Bacaan:
Dua hari
yang lalu Nisa resmi mundur dari tim kami. Tim Pengkaderan. Salah satu bidang
di Lembaga Pers Mahasiswa. Ibarat kawah candradimuka, bidang kami diharapkan
mampu melahirkan gatotkaca-gatotkaca baru. Gatotkaca yang mentas dari
candradimuka. Gatot kaca yang saktimandraguna. Gatot kaca seperti pendahulunya.
Rasa-rasanya
baru kemarin saya berkenalan dengan anggota baru tim kami. Mereka adalah
Irkham, Gandar, Meila, dan Nisa. Masih jelas dalam ingatan saya, raut antusias
mereka tatkala rapat pertama. Saya ingat bagaimana kekakuan mereka pada rapat
pertama kali. Saya ingat satu persatu menyebutkan alasan masing-masing mengapa
mereka memilih bidang ini. Dan saya masih ingat alasan Nisa masuk bidang ini.
Saya
juga masih merasakan euphoria rapat pengkaderan di Warung Senja lalu. Agendanya
pembahasan evaluasi kader jilid 1. Juga mengenai evaluasi system kaderisasi
yang kita jalankan. Yang terakhir pembahasan konsep kaderisasi kader jilid 2.
Untuk diketahui pengkaderan saat ini memiliki dua kader. Kader 1 adalah sebutan
kami untuk kader yang masuk tahun 2013. Sedangkan kader jilid 2 adalah sebutan
kami untuk kader paling segar kami, tahun oprek 2014.

Data penautan frasa
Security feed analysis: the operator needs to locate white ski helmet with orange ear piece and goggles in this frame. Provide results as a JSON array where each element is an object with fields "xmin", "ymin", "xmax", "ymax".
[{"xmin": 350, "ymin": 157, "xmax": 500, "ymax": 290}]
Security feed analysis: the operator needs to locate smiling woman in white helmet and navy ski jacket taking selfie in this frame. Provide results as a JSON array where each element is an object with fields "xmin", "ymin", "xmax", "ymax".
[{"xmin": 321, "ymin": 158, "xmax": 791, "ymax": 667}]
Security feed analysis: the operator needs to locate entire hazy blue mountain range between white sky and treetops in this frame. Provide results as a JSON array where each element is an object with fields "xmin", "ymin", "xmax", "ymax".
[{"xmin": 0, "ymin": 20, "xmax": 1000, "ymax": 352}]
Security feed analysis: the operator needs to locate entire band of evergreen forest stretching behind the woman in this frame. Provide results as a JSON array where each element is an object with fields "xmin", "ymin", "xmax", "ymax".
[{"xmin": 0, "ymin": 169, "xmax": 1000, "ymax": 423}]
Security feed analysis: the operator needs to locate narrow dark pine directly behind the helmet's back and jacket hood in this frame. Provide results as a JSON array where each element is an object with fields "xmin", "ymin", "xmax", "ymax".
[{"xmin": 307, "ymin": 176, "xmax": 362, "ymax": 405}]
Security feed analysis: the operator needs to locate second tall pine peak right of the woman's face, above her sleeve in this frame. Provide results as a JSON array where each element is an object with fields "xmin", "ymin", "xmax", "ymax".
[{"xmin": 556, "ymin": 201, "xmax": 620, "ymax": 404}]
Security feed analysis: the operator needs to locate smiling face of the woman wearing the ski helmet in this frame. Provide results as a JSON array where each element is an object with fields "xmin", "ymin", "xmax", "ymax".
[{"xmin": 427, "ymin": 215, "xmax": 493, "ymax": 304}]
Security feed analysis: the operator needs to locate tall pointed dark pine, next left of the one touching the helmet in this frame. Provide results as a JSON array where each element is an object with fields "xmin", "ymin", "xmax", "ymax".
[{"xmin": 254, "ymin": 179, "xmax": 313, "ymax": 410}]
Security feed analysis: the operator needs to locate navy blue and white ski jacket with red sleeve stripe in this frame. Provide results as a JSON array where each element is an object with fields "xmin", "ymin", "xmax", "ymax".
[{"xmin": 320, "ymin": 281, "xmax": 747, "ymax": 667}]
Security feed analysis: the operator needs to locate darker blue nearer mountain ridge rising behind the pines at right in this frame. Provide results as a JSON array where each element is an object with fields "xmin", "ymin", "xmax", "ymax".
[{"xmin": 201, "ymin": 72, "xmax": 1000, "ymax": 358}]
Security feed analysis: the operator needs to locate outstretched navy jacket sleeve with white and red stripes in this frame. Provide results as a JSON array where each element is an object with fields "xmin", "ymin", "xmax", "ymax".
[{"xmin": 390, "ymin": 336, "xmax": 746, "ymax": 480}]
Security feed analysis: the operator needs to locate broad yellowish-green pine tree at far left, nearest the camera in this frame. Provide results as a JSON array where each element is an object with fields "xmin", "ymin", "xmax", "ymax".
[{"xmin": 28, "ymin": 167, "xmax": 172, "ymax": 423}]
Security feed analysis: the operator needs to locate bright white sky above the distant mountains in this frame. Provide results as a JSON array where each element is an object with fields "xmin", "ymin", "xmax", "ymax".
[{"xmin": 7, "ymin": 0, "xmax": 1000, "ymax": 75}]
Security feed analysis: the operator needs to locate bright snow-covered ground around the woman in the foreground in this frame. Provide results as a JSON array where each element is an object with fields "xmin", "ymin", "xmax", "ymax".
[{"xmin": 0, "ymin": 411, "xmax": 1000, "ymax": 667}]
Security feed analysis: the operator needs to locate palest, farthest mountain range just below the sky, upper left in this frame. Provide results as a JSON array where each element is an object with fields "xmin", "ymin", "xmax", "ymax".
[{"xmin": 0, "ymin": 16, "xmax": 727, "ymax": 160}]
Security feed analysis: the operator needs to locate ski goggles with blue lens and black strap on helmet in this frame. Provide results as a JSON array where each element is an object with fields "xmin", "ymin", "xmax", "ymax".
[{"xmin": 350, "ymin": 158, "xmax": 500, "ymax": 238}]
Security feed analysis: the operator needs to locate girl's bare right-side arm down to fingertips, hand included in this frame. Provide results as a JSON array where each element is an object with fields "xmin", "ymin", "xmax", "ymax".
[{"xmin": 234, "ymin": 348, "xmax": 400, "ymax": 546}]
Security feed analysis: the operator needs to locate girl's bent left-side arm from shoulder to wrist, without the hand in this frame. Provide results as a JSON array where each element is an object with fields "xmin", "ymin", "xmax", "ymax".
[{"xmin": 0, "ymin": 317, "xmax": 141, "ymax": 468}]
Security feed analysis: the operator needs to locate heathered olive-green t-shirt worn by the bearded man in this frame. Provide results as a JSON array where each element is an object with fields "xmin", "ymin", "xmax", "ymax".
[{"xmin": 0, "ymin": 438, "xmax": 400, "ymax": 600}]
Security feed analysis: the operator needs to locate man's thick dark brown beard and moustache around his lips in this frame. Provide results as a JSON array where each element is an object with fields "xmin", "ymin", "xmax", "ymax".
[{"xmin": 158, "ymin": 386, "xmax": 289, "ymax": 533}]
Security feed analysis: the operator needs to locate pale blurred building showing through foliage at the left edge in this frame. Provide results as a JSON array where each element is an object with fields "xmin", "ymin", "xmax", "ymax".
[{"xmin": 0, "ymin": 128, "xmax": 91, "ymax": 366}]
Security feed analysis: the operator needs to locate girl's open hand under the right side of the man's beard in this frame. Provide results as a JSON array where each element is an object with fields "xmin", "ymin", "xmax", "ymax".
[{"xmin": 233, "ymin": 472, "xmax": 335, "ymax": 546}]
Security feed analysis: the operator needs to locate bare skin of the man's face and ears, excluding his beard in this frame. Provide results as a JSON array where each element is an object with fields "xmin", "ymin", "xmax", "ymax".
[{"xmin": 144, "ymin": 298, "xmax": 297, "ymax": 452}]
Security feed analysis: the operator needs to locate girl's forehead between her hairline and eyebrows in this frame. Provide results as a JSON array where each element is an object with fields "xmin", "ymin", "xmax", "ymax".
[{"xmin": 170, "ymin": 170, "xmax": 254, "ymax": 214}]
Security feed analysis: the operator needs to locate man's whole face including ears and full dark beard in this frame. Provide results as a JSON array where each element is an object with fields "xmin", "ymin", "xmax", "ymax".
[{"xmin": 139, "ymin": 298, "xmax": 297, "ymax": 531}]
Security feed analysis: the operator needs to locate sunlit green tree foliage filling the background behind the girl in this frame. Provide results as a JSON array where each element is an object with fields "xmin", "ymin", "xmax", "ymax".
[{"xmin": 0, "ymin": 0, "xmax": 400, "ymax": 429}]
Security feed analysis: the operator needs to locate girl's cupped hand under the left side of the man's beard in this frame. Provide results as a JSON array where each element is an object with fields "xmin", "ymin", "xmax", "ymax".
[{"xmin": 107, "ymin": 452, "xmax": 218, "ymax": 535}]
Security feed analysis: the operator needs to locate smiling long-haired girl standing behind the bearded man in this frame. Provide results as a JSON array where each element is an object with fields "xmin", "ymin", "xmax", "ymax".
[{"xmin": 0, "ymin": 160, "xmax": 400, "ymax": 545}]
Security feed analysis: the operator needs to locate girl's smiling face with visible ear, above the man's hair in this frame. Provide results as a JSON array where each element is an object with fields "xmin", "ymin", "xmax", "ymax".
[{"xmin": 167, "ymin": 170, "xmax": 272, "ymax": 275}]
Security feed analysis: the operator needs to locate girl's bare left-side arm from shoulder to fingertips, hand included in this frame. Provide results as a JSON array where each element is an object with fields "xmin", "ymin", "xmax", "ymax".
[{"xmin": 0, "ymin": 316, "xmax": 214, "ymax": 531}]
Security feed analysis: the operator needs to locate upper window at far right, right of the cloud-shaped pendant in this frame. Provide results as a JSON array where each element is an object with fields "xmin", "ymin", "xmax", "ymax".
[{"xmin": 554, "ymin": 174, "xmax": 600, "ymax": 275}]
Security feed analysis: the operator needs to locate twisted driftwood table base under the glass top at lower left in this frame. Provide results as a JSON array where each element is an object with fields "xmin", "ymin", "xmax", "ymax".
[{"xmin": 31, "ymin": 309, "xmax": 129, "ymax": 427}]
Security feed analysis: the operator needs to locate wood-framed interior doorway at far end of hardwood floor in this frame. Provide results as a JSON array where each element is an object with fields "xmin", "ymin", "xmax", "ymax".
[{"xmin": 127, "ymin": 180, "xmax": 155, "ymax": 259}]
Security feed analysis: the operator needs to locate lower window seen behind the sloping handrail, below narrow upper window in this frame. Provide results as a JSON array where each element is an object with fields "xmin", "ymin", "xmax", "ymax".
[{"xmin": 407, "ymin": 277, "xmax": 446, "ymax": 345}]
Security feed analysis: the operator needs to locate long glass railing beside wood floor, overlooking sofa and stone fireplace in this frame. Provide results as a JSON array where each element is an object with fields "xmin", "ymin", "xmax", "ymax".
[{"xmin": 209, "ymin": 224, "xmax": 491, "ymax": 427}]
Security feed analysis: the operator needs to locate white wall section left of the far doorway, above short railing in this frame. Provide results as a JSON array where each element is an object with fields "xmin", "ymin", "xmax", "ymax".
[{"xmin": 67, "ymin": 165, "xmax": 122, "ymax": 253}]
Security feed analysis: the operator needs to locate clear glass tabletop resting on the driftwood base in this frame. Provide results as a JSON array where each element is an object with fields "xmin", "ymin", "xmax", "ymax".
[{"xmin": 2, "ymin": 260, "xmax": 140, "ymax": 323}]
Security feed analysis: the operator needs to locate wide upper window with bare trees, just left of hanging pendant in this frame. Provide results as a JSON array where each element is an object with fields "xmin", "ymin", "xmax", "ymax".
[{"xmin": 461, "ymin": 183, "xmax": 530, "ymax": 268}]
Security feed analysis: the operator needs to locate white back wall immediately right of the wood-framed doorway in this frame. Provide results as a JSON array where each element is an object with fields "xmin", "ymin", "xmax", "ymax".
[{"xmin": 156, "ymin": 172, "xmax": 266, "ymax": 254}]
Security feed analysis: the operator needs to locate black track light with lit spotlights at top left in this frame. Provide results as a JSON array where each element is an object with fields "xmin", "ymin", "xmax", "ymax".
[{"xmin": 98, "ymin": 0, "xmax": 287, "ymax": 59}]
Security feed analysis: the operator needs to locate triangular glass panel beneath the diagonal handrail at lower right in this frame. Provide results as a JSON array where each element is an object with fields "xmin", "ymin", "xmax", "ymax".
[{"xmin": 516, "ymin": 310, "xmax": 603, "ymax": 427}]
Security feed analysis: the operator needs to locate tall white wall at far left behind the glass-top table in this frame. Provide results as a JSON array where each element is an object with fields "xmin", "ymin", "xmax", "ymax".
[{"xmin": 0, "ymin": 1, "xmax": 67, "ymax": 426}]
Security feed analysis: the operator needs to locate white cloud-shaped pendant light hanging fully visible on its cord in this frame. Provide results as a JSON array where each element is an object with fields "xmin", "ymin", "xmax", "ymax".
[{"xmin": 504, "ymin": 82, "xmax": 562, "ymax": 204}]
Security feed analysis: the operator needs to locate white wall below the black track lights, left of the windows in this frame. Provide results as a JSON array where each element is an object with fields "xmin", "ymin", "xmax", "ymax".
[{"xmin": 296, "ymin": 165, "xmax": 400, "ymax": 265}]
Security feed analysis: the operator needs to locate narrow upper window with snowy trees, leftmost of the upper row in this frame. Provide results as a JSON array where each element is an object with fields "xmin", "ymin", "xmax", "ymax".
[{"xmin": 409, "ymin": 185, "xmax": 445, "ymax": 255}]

Soal Latihan:
a. Apakah setiap pernyataan berikut sesuai dengan bacaan tentang Tim Pengkaderan? Jawab ya atau tidak, lalu kutip kata-kata bacaan yang menentukan jawabannya. (i) Nisa mundur dari tim tiga hari yang lalu. (ii) Anggota baru tim mencakup Irkham, Gandar, Meila, dan Nisa. (iii) Kader jilid 1 adalah kader yang masuk tahun 2014.
b. Menurut bacaan tentang Tim Pengkaderan, di mana rapat pengkaderan yang agendanya membahas evaluasi kader jilid 1 berlangsung?
c. Terjemahkan kalimat dari bacaan tentang Tim Pengkaderan ini ke dalam bahasa Inggris: "Untuk diketahui pengkaderan saat ini memiliki dua kader."
Data tersebut tidak berkaitan dengan bacaan.

Jawaban Latihan:
a.
(i) Tidak: "Dua hari yang lalu Nisa resmi mundur dari tim kami."
(ii) Ya: "Mereka adalah Irkham, Gandar, Meila, dan Nisa."
(iii) Tidak: "Kader 1 adalah sebutan kami untuk kader yang masuk tahun 2013."

b. Di Warung Senja.

c. For your information, the cadre development team currently has two cadre groups.